_TASK MATERIAL_
• • •
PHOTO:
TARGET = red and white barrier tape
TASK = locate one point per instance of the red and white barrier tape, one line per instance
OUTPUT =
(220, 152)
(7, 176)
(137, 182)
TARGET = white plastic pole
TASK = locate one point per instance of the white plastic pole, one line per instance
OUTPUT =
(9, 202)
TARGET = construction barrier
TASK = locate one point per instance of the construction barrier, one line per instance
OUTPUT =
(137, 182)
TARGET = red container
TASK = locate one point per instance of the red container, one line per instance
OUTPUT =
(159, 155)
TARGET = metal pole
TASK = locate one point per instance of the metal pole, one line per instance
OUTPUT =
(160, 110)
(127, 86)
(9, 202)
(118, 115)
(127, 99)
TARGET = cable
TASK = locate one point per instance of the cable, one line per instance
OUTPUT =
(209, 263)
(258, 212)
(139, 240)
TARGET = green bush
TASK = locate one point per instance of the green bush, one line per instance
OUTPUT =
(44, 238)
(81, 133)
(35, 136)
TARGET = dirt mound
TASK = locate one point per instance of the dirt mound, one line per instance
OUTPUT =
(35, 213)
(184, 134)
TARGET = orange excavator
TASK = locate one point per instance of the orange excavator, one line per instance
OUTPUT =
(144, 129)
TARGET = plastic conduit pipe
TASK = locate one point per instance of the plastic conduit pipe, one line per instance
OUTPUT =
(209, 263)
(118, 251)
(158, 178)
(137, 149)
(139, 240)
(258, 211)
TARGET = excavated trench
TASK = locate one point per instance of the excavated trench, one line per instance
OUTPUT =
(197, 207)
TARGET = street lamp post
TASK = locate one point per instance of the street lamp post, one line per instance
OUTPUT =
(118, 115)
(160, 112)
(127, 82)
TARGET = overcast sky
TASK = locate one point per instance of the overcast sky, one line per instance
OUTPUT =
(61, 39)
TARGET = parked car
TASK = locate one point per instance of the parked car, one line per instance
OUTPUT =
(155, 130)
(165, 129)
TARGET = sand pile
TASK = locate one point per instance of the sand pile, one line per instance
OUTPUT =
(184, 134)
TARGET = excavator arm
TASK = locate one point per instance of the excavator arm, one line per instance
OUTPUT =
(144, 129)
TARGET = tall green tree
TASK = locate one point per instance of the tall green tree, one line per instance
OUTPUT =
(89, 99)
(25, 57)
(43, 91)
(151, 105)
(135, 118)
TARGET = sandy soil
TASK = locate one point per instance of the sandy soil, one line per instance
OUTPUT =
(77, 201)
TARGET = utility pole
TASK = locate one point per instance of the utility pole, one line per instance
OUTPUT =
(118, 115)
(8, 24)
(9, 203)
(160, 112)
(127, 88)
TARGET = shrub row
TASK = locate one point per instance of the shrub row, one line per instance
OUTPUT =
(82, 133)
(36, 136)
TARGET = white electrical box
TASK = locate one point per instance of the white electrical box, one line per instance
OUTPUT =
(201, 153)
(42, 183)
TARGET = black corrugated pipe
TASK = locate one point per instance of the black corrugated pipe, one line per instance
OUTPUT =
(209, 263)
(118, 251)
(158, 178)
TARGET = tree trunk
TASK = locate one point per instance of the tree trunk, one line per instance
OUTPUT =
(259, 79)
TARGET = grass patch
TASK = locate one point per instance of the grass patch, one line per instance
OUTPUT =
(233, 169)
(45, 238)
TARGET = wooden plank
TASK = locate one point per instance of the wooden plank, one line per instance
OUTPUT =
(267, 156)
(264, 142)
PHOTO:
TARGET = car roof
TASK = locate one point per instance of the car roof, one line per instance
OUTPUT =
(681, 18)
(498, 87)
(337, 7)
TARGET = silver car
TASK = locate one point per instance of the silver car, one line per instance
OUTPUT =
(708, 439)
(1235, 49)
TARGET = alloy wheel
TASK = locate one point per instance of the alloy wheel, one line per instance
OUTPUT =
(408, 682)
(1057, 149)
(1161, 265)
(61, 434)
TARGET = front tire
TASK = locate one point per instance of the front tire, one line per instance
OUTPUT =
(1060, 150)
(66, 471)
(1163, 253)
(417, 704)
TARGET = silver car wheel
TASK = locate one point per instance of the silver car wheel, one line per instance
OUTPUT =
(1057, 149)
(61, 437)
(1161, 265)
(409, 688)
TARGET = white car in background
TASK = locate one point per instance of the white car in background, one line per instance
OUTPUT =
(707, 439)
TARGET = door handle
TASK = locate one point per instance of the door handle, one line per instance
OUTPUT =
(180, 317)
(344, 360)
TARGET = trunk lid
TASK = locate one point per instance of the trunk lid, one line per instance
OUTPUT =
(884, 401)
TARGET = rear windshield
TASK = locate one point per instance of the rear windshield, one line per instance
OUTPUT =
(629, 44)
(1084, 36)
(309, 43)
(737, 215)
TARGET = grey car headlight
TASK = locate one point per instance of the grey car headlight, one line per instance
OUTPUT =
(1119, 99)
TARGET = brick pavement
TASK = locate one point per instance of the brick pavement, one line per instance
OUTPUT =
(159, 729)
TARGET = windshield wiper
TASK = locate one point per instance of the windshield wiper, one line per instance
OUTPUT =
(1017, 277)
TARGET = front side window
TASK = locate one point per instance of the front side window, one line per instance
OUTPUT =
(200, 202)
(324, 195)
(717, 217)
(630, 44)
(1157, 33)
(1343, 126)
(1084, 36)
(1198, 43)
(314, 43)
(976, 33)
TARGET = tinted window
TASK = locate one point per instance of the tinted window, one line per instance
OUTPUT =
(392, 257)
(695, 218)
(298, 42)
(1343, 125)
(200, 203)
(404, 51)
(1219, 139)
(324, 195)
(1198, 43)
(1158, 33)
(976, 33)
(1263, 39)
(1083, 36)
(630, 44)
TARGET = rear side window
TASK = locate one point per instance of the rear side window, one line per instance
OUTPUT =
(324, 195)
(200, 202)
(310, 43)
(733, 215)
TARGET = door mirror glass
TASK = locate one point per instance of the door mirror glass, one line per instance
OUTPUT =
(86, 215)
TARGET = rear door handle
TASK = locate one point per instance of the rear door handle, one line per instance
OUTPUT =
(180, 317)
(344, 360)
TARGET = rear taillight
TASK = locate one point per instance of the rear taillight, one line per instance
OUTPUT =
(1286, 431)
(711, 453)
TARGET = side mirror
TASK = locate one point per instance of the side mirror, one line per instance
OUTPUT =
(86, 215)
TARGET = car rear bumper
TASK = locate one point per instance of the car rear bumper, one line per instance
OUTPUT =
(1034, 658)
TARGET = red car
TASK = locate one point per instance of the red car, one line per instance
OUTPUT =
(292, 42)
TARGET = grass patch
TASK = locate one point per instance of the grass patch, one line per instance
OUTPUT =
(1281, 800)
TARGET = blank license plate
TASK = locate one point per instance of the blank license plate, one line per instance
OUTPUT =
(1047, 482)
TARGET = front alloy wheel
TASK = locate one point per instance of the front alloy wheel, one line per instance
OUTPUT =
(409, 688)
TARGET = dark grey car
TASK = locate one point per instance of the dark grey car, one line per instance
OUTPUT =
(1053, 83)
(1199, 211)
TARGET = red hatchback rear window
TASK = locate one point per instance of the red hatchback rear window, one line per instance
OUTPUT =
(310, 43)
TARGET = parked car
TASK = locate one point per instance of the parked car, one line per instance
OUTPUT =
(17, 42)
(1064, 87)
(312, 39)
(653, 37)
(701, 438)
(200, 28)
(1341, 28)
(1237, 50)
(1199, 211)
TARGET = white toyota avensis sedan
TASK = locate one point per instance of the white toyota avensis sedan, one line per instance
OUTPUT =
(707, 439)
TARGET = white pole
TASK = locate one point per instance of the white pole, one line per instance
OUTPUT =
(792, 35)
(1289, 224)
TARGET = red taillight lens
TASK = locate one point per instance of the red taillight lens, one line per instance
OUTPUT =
• • •
_WORK ITEM_
Tally the lines of the material that hold the word "dirt", and state only that tally.

_FINISHED TASK_
2